PROBLEM TO SOLVE: Give back the line where "Teacher note: please indicate the green grass" appears and all the lines after it until the listing ends, unchanged and with nothing else.

SOURCE RECORDS:
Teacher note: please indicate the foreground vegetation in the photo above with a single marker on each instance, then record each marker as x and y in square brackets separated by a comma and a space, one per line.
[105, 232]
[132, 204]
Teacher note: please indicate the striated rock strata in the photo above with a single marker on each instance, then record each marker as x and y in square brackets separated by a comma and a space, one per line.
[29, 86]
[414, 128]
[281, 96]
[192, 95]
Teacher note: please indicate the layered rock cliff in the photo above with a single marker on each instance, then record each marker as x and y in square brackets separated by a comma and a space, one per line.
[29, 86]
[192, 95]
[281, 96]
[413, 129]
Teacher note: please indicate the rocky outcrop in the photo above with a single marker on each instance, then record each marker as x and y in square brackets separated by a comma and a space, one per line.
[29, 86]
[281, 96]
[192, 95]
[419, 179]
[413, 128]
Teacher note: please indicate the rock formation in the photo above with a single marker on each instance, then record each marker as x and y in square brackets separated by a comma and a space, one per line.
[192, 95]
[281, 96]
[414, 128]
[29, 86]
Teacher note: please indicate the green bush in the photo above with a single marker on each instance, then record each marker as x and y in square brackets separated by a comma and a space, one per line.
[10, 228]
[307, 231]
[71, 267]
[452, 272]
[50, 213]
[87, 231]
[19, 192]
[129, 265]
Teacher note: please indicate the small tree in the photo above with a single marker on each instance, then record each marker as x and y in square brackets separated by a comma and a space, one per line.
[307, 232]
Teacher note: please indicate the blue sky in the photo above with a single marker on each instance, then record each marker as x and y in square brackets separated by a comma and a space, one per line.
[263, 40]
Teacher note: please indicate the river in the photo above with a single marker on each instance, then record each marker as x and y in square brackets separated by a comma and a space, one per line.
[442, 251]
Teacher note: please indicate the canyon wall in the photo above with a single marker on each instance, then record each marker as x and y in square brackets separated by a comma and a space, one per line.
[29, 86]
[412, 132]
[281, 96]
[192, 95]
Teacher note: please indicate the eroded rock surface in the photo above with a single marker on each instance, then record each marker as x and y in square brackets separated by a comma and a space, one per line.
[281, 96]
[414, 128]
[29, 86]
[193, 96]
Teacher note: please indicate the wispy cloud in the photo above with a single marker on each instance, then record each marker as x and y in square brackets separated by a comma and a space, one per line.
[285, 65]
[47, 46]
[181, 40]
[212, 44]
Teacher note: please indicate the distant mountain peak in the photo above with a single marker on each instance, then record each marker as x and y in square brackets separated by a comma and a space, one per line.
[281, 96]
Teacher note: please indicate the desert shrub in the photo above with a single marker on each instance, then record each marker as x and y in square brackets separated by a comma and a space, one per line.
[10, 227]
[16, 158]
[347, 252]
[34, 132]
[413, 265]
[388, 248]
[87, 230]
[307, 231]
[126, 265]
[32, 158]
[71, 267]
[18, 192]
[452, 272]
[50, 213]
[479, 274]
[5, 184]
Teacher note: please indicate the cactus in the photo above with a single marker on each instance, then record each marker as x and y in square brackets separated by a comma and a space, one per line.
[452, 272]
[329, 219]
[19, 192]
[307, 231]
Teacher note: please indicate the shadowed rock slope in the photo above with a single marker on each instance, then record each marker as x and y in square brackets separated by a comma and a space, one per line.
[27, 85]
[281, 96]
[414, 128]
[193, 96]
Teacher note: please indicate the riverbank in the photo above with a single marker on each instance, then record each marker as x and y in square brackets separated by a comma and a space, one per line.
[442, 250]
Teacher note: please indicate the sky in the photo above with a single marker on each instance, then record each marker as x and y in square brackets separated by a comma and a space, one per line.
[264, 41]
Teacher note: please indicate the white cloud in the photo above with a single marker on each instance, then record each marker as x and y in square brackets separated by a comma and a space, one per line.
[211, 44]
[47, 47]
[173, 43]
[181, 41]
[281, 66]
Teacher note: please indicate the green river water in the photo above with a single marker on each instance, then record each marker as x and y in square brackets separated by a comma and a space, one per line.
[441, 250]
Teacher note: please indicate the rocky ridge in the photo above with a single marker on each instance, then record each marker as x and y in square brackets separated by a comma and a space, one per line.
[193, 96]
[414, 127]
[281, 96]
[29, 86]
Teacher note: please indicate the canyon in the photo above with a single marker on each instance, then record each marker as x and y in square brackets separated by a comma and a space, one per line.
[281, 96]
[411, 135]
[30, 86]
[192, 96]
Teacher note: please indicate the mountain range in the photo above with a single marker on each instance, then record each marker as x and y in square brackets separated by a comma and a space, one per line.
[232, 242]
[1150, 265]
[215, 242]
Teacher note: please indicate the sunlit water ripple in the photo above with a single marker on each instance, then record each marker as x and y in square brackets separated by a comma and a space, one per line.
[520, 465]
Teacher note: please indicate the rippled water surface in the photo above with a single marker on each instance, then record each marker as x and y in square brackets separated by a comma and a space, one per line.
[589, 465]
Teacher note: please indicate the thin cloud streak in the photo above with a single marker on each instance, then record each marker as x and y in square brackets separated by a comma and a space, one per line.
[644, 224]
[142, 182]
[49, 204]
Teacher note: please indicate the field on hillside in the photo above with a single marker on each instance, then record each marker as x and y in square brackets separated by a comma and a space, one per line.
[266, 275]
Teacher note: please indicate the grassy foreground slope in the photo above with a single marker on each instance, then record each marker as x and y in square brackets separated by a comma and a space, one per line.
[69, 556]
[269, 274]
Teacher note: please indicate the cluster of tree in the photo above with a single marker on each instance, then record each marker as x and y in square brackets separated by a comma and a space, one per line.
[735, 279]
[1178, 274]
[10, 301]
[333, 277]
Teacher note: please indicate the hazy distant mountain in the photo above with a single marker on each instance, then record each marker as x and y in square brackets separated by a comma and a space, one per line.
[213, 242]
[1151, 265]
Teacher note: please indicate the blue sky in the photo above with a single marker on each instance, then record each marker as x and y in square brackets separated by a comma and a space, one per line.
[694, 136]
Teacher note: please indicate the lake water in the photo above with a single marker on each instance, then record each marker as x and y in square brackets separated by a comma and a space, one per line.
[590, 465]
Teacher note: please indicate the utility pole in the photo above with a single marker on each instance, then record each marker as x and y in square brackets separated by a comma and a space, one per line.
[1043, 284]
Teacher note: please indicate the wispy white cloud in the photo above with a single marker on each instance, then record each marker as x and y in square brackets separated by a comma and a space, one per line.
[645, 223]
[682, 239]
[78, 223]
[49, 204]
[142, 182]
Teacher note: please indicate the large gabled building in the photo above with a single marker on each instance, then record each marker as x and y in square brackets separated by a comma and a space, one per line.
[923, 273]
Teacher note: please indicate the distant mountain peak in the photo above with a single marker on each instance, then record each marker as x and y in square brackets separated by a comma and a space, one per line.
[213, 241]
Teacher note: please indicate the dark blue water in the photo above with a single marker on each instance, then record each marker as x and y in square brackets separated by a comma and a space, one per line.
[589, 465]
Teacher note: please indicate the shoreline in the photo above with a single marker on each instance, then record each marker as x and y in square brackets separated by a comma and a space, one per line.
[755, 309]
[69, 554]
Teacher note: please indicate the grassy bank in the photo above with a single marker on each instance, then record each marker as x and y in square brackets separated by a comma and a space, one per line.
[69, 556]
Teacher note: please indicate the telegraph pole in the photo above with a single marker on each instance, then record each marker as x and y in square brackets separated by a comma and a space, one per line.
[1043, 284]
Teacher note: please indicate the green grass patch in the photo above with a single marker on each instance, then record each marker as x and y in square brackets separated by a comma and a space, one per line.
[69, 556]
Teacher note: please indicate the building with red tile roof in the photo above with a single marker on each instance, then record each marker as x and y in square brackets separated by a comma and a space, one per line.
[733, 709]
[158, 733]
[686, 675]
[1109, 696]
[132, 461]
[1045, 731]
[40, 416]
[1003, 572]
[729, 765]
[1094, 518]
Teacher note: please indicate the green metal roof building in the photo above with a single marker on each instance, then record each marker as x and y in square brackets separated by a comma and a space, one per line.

CORRECT RESPONSE:
Teacher note: please indicate the green grass patch in the photo above with a single marker on each instance, then record each marker as x and y in square brackets separated by a comma and a space, one per line.
[69, 556]
Teacher note: please indicate the building with red tile roof in the photo above with a single marker on each instance, then record each marker as x and y in square brackets separated by a comma and a space, one per line.
[733, 709]
[158, 733]
[686, 675]
[1109, 696]
[132, 461]
[1045, 731]
[40, 416]
[1003, 572]
[729, 765]
[1094, 518]
Teacher note: please indicate the green metal roof building in the photo above with a single marker on each instance, then record each marker as x and y in square brackets separated by a comma and a space, one per line.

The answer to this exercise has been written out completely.